─── GIVEN PASSAGE

Writing The Scene You Hate

I’m coming to the part in my novel where I’m writing a conflict scene between two of my main characters and it’s a tough scene to write because I love those characters.

The one thing I had to learn was how to separate my emotions from my story so I can write the scene and not downplay it to spare my emotions. But I have to write it and the characters have to go through it because it’s part of the story.

We all have to do it.

Every writer who is emotionally involved in their story is going to write a scene they hate where the main character(s) experience a painful moment because it’s conflict for the story. You may have read about “killing your characters” to make you detach from them but the point is still the same. Separate your emotions so you won’t hold back.

Here are some other ways to detach from you characters and the story:

1. Keep the ending of the book in mind

If you know your book is going to have a happy ending then think about the ending to make you feel better about writing that tough scene. If you know everything is going to be okay why not take your readers on a journey they’ll never forget.

No one wants a perfect story. It’s nice but it’s sooooo boring.

2. Temporarily give the character’s new names

It’s a stretch but it might work. If you write a tough scene with different names you may trick your mind momentarily or at least long enough for you to write your scene without feeling like you’re going to burst into tears or change your mind about writing the tough scene at all.

──────

#### EXERCISE TASK A
In the piece on writing the scene you hate, what is the second listed way to detach from your characters and the story?
#### EXERCISE TASK B
Transcribe the stretch of the piece on writing the scene you hate from "If you know your" through "but it’s sooooo boring.".

─── PROVIDED MATERIAL

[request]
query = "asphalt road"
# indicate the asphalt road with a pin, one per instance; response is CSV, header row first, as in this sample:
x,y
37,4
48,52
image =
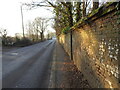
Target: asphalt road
x,y
28,67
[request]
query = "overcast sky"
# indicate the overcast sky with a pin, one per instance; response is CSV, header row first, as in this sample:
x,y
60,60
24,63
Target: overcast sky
x,y
10,15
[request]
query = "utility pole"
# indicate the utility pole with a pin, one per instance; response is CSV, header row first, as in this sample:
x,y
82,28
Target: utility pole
x,y
22,21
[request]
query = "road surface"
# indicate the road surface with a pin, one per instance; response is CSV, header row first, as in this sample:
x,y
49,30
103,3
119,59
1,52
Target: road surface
x,y
28,67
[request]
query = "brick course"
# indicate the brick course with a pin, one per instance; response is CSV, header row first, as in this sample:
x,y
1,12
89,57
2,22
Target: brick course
x,y
96,50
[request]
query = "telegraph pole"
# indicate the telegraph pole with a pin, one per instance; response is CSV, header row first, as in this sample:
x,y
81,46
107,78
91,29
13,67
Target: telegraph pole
x,y
22,21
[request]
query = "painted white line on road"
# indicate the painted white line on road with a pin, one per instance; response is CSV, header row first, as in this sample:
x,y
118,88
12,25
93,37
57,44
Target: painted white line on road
x,y
14,53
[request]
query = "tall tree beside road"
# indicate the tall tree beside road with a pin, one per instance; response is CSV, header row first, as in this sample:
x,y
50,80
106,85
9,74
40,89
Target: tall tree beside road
x,y
66,13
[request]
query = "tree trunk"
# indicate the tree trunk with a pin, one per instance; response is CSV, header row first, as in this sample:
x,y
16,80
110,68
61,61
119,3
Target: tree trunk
x,y
78,11
84,9
95,5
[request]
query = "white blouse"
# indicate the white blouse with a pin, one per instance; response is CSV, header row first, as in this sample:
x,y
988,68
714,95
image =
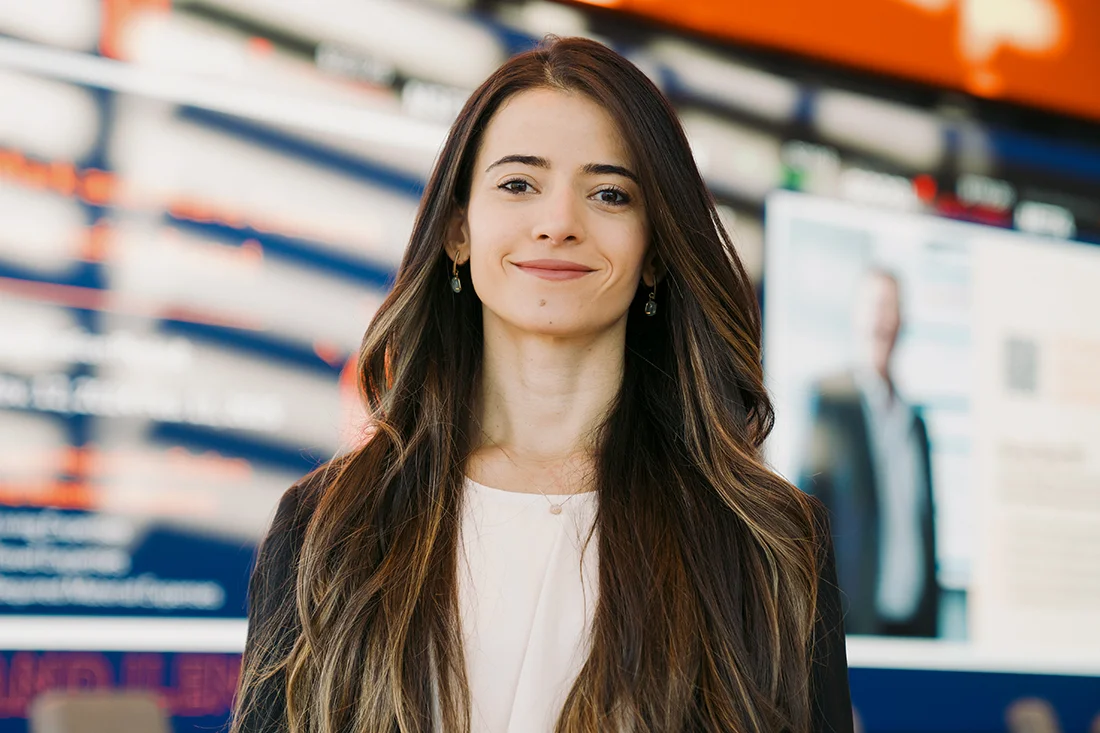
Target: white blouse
x,y
526,603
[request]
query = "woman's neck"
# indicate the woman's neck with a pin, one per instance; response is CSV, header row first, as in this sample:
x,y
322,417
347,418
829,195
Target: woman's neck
x,y
541,401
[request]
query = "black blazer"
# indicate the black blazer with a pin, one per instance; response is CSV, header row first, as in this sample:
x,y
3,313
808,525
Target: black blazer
x,y
272,604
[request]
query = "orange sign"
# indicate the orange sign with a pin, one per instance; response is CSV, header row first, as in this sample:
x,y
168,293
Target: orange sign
x,y
1044,53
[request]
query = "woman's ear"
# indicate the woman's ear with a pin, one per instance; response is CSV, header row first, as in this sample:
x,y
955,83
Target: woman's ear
x,y
458,237
652,269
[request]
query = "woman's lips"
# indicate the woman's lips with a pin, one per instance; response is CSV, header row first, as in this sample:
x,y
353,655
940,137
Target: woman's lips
x,y
553,269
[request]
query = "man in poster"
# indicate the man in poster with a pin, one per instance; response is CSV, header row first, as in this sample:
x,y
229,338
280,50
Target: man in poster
x,y
868,460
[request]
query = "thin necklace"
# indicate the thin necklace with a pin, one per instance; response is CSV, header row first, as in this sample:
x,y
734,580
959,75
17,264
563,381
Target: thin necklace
x,y
554,509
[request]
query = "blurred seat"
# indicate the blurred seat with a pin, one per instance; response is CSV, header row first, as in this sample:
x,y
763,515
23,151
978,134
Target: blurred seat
x,y
1032,715
109,711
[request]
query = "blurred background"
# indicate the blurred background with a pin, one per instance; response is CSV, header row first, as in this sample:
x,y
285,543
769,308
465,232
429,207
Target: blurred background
x,y
204,201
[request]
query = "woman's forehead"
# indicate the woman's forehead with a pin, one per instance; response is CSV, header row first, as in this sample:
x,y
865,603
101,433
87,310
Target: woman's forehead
x,y
561,127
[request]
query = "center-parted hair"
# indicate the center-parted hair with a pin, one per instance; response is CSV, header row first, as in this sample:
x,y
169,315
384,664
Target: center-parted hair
x,y
708,561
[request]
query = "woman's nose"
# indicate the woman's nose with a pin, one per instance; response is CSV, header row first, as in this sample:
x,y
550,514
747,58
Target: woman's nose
x,y
560,219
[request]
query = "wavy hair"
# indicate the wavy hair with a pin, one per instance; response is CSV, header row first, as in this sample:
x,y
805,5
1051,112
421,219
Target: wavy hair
x,y
707,559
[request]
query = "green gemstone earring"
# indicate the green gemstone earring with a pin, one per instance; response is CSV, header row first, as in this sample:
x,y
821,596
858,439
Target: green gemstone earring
x,y
651,303
455,283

──────

#### ANSWER A
Temporarily give the characters new names.

#### ANSWER B
If you know your book is going to have a happy ending then think about the ending to make you feel better about writing that tough scene. If you know everything is going to be okay why not take your readers on a journey they’ll never forget.

No one wants a perfect story. It’s nice but it’s sooooo boring.